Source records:
######
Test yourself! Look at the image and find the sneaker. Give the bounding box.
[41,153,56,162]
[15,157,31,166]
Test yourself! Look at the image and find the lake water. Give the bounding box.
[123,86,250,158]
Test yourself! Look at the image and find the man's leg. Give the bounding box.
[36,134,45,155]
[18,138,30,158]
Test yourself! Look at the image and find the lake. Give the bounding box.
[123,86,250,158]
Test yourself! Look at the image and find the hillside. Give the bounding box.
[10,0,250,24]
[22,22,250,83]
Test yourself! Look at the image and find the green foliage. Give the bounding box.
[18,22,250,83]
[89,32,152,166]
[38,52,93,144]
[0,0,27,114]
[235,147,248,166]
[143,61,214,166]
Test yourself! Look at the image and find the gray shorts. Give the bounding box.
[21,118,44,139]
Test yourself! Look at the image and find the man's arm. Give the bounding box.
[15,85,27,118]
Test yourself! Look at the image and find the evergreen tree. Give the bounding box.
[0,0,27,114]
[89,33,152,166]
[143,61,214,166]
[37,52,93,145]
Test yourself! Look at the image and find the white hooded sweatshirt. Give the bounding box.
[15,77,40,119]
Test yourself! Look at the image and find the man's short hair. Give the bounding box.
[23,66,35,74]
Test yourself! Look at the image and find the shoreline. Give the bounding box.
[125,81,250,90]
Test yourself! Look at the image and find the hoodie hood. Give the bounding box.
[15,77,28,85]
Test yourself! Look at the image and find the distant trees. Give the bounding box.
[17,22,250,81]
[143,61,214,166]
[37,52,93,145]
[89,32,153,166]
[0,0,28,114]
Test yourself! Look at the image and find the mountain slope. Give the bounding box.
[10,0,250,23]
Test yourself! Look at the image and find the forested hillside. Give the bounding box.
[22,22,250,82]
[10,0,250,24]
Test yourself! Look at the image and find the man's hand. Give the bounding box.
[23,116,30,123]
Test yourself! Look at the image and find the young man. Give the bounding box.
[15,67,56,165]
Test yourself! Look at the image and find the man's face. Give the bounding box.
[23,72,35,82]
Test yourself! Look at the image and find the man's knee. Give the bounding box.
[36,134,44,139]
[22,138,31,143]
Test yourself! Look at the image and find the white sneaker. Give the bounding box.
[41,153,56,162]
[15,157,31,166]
######
INSTRUCTION> Pick out every line in the items above that contains the word "white", and copy each of those lines in full.

TASK RESULT>
Test yourself! Look at the image and find the white hooded sweatshirt. Give the bounding box.
Test yourself! Look at the image and find the white sneaker. Give the bounding box.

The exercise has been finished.